Excerpt from a dataset:
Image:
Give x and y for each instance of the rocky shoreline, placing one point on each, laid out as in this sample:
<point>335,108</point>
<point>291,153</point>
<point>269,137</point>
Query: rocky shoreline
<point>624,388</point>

▶ **SET PROBLEM**
Return all of the above records exactly, leaving no line out.

▶ **ANSWER TO THE PROBLEM**
Image:
Give x and y for each instance of the rocky shoreline, placing one point on each, laid out as in this sample:
<point>335,108</point>
<point>291,153</point>
<point>269,137</point>
Query: rocky shoreline
<point>624,388</point>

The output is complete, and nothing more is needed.